Passage shown.

┌──

For the most part, the smallest dot size in RDSs of previous literature was larger than normal recognizability (Snellen VA) of 1 min arc, such as 2.2 min arc in Gray’s study [15], 1.8 × 2.7 in min arc in Ito’s study [16], 3.5 min arc in Tortter’s research [17], and 5 min arc in Stevenson’ work [18], etc.. In our experiment, the smallest dot, 1 × 1 px, with the visual angle of 0.17 min arc, was far smaller than recognition resolution of a normal subject. The test result of RDSs composed of extremely small dots was significantly lower than those composed with larger dots. Blur may be one of the reasons. Recognizability is a measurement of the resolution power of the eye to distinguish adjacent points [19]. Assume that two 1 × 1 px black dots are separated by a 1 × 1 px white dot, if an observer can distinguish between these two black dots, his/her VA should not be lower than 0.17 min arc. However, this resolution could not actually be achieved by a normal eye. A subject with normal VA (about 1 min arc) cannot make out these two dots, but may see only one blurred dot. Under this circumstance, the background composed of extremely small random dots may be expressed as a mottled grey background. The blurred retinal image reduces local contrast and the decreased contrast causes a decrement in stereoacuity [20‐22]. Schmidt [23] induced blur with the aid of lenses and found stereoacuity deteriorated 1.341 times faster than Snellen acuity tested under binocular blur conditions and 3.77 times faster under the monocular blur. Crowding may be another factor to influence the test result. The minimum separation from adjacent elements, 1 min arc or more could avoid crowding [24]. Obviously, 0.17 min arc (1 px interval) is too small.

The stereopsis measurements carried out in the clinic are not as complicated as those utilized in a laboratory environment. The test patterns are relatively simple and the target symbols are easy to distinguish. After all, young children should not be excluded from the tests. The RDSs used in the clinic vary by dot size, density and shape. Piano et al. [25] studied 5 commonly used RDSs in the clinic and found a significant difference existing between TNO and Frisby stereotests. It is unwise to attempt to use stereotests interchangeably to test subjects.

└──

(Items contained in a dataset)
┌──

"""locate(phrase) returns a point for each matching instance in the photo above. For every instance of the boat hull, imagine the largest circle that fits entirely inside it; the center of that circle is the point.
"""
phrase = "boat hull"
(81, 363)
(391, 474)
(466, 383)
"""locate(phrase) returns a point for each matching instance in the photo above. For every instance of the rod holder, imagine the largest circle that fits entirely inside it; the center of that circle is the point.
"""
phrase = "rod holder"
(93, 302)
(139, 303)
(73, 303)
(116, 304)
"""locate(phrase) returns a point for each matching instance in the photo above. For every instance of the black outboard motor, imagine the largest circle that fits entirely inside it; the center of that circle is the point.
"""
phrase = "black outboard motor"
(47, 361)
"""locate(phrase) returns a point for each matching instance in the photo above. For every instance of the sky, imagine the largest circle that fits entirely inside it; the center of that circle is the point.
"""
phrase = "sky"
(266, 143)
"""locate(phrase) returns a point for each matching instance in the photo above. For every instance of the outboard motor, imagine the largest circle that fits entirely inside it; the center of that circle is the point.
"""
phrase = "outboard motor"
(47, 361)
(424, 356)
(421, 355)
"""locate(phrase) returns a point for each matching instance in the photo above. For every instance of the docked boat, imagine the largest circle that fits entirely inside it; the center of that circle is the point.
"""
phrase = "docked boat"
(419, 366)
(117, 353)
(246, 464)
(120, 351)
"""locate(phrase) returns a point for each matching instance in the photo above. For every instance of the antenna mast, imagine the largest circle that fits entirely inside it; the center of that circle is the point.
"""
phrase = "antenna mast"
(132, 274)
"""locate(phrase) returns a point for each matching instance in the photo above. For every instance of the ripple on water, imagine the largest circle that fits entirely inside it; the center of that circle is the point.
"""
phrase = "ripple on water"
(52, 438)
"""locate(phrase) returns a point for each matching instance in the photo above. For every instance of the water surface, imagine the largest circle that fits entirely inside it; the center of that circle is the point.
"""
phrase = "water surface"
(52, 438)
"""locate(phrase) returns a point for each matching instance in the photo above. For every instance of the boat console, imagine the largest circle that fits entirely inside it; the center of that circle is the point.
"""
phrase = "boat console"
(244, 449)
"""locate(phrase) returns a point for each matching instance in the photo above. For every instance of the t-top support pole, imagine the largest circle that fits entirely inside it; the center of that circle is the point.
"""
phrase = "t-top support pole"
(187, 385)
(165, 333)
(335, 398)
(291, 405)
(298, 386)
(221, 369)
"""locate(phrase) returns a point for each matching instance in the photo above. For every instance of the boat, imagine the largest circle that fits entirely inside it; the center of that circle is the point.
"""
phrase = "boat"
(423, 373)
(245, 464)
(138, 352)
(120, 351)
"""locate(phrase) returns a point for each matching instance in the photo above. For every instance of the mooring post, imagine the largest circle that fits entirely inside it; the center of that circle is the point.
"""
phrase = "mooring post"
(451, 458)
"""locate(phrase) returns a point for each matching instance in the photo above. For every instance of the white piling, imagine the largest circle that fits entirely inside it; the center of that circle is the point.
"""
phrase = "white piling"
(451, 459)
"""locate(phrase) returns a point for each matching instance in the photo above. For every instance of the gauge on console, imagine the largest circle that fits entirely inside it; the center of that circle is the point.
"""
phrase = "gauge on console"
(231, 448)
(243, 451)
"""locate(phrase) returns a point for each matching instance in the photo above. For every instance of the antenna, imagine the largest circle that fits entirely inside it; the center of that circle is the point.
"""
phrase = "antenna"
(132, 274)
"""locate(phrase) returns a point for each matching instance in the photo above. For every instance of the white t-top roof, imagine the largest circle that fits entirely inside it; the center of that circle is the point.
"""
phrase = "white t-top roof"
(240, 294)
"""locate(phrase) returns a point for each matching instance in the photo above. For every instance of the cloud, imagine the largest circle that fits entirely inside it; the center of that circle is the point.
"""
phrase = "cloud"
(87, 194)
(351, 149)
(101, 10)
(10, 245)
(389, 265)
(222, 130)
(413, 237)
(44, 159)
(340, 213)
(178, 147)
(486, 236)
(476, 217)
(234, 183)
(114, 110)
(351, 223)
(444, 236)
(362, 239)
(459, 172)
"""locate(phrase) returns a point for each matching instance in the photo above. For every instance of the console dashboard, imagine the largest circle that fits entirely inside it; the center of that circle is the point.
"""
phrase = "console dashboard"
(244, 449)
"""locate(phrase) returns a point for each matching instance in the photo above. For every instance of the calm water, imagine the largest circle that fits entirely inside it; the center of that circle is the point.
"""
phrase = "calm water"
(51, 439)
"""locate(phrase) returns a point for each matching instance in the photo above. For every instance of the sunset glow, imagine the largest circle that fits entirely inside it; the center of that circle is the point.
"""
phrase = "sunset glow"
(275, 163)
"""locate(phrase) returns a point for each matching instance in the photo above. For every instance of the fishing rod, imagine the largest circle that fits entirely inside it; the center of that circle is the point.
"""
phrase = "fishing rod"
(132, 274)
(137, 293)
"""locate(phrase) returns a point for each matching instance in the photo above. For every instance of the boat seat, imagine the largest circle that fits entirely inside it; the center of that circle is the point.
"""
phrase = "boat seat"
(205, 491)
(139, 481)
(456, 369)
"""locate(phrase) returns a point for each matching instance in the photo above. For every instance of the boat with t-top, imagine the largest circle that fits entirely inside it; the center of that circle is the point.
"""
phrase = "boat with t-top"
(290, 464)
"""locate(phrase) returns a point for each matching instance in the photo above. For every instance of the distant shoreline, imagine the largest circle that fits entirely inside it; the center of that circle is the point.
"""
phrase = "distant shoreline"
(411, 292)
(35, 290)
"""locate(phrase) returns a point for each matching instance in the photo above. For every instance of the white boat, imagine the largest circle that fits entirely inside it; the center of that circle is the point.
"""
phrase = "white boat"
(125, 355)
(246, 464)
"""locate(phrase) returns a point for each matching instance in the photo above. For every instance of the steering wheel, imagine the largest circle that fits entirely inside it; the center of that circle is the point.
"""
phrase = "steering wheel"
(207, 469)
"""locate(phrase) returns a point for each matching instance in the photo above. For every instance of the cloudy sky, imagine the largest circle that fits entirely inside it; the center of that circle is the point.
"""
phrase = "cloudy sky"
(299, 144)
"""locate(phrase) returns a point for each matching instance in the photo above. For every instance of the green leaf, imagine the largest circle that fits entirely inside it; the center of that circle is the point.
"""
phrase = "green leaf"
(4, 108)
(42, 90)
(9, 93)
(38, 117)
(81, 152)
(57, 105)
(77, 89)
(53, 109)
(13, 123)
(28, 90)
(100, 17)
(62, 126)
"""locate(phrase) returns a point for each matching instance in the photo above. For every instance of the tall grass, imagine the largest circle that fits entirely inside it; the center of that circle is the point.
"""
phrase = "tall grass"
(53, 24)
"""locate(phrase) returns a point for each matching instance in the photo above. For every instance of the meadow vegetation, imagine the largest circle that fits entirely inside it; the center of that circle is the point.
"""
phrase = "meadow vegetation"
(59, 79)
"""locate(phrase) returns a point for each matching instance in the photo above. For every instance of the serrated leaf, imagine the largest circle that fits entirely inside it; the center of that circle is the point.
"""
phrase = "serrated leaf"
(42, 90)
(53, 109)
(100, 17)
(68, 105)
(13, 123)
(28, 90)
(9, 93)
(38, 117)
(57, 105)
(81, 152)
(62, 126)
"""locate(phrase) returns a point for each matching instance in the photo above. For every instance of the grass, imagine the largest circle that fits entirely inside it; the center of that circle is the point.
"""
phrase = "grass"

└──

Task set.
a) According to the passage on dot size and stereopsis testing, what minimum separation from adjacent elements avoids crowding?
b) Reproduce word for word the part of the passage on dot size and stereopsis testing starting at "The stereopsis measurements" and ending at "to test subjects.".

Answers for this exercise.
a) 1 min arc or more

b)
The stereopsis measurements carried out in the clinic are not as complicated as those utilized in a laboratory environment. The test patterns are relatively simple and the target symbols are easy to distinguish. After all, young children should not be excluded from the tests. The RDSs used in the clinic vary by dot size, density and shape. Piano et al. [25] studied 5 commonly used RDSs in the clinic and found a significant difference existing between TNO and Frisby stereotests. It is unwise to attempt to use stereotests interchangeably to test subjects.